Required work:
For the records below, give the number of lines where the string "background" occurs. Include nothing else.

★ ★ ★ ★

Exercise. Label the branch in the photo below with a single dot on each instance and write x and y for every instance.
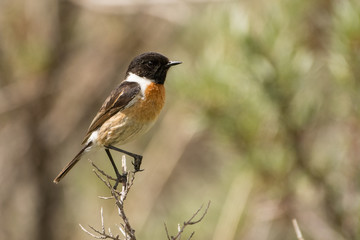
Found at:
(297, 230)
(127, 231)
(187, 223)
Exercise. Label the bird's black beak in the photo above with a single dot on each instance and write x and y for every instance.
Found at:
(173, 63)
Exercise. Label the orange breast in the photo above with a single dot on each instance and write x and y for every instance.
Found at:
(147, 109)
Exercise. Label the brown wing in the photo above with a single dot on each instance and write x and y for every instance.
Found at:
(118, 100)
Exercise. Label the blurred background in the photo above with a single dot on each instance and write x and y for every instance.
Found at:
(262, 117)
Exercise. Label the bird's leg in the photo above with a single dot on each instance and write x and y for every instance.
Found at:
(137, 158)
(119, 177)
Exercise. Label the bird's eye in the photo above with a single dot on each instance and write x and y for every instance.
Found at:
(150, 63)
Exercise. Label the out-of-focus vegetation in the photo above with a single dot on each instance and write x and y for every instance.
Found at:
(262, 118)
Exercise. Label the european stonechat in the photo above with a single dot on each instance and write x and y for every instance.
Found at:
(130, 110)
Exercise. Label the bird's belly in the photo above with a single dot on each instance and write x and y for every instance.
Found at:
(121, 129)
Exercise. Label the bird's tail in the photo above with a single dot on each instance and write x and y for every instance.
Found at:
(72, 163)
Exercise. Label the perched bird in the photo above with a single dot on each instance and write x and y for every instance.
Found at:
(130, 110)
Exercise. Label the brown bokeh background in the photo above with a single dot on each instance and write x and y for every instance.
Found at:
(262, 117)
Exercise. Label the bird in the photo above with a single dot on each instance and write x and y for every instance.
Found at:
(129, 111)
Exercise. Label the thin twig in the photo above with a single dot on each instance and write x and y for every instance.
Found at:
(126, 230)
(187, 223)
(297, 230)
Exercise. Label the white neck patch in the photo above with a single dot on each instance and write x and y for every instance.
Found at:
(143, 82)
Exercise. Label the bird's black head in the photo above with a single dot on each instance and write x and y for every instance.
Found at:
(151, 65)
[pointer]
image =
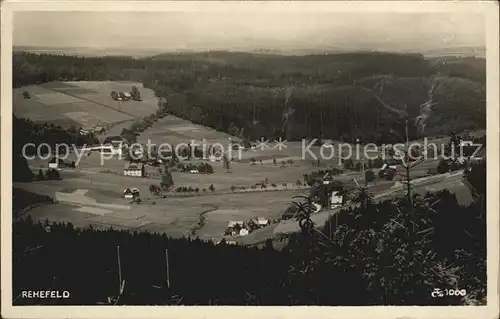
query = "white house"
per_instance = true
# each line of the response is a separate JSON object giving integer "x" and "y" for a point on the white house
{"x": 466, "y": 143}
{"x": 335, "y": 200}
{"x": 55, "y": 162}
{"x": 244, "y": 232}
{"x": 130, "y": 193}
{"x": 262, "y": 222}
{"x": 317, "y": 207}
{"x": 134, "y": 169}
{"x": 232, "y": 225}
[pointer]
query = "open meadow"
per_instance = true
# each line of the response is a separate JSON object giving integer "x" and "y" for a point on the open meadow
{"x": 81, "y": 104}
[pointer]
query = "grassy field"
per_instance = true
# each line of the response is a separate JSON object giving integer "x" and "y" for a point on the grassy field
{"x": 84, "y": 104}
{"x": 92, "y": 194}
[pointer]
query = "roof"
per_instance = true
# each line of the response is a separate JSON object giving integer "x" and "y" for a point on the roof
{"x": 262, "y": 220}
{"x": 233, "y": 223}
{"x": 335, "y": 199}
{"x": 134, "y": 166}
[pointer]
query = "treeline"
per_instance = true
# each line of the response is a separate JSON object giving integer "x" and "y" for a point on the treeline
{"x": 384, "y": 253}
{"x": 246, "y": 94}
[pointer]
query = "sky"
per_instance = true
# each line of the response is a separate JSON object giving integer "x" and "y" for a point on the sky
{"x": 172, "y": 31}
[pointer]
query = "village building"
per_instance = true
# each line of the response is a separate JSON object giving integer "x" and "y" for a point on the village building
{"x": 234, "y": 227}
{"x": 134, "y": 169}
{"x": 335, "y": 200}
{"x": 98, "y": 129}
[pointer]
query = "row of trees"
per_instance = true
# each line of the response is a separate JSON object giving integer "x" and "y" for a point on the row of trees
{"x": 26, "y": 131}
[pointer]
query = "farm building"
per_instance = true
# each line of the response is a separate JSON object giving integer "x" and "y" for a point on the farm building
{"x": 98, "y": 129}
{"x": 236, "y": 228}
{"x": 131, "y": 193}
{"x": 134, "y": 169}
{"x": 55, "y": 162}
{"x": 335, "y": 200}
{"x": 262, "y": 222}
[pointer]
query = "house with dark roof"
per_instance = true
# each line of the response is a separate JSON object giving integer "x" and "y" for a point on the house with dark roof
{"x": 134, "y": 169}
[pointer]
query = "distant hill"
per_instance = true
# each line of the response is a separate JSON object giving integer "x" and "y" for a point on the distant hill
{"x": 327, "y": 94}
{"x": 457, "y": 52}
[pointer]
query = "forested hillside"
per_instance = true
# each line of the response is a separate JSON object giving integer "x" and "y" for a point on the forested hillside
{"x": 377, "y": 254}
{"x": 330, "y": 96}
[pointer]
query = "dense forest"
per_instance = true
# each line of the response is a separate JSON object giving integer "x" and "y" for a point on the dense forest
{"x": 375, "y": 254}
{"x": 331, "y": 96}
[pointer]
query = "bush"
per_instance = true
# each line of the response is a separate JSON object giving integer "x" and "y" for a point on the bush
{"x": 443, "y": 167}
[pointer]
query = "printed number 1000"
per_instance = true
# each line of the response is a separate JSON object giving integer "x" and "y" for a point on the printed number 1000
{"x": 448, "y": 292}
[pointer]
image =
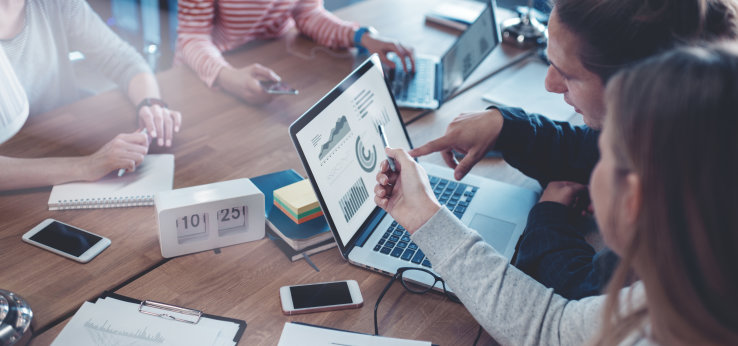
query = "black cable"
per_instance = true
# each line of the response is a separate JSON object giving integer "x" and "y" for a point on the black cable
{"x": 479, "y": 334}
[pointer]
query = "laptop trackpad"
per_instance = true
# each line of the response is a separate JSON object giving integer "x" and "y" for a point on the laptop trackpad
{"x": 494, "y": 231}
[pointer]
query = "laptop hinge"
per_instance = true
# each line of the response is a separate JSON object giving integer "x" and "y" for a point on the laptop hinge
{"x": 369, "y": 226}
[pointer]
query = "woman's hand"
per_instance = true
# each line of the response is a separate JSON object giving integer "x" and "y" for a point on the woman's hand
{"x": 245, "y": 82}
{"x": 160, "y": 122}
{"x": 381, "y": 46}
{"x": 406, "y": 193}
{"x": 125, "y": 151}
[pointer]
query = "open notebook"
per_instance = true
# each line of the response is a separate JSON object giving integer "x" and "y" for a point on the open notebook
{"x": 133, "y": 189}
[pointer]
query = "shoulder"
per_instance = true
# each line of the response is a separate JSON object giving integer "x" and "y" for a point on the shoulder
{"x": 61, "y": 7}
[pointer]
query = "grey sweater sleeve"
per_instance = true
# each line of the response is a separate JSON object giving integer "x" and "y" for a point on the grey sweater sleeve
{"x": 512, "y": 307}
{"x": 87, "y": 33}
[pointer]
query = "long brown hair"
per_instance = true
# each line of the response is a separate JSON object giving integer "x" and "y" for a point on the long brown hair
{"x": 617, "y": 33}
{"x": 674, "y": 120}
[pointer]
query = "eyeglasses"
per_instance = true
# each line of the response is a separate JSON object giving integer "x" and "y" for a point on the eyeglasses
{"x": 409, "y": 278}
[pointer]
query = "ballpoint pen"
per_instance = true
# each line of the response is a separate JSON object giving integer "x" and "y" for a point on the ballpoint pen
{"x": 390, "y": 160}
{"x": 123, "y": 170}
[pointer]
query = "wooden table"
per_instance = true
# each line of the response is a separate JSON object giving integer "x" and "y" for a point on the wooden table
{"x": 223, "y": 138}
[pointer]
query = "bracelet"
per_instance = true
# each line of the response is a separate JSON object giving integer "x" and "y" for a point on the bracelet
{"x": 357, "y": 38}
{"x": 150, "y": 101}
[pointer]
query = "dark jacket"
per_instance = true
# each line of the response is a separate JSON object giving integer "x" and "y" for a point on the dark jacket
{"x": 552, "y": 248}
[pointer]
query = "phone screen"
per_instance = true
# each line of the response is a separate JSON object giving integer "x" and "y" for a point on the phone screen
{"x": 66, "y": 238}
{"x": 332, "y": 293}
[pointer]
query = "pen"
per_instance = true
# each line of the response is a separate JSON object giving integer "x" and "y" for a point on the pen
{"x": 390, "y": 160}
{"x": 123, "y": 170}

★ ★ ★ ★

The answer:
2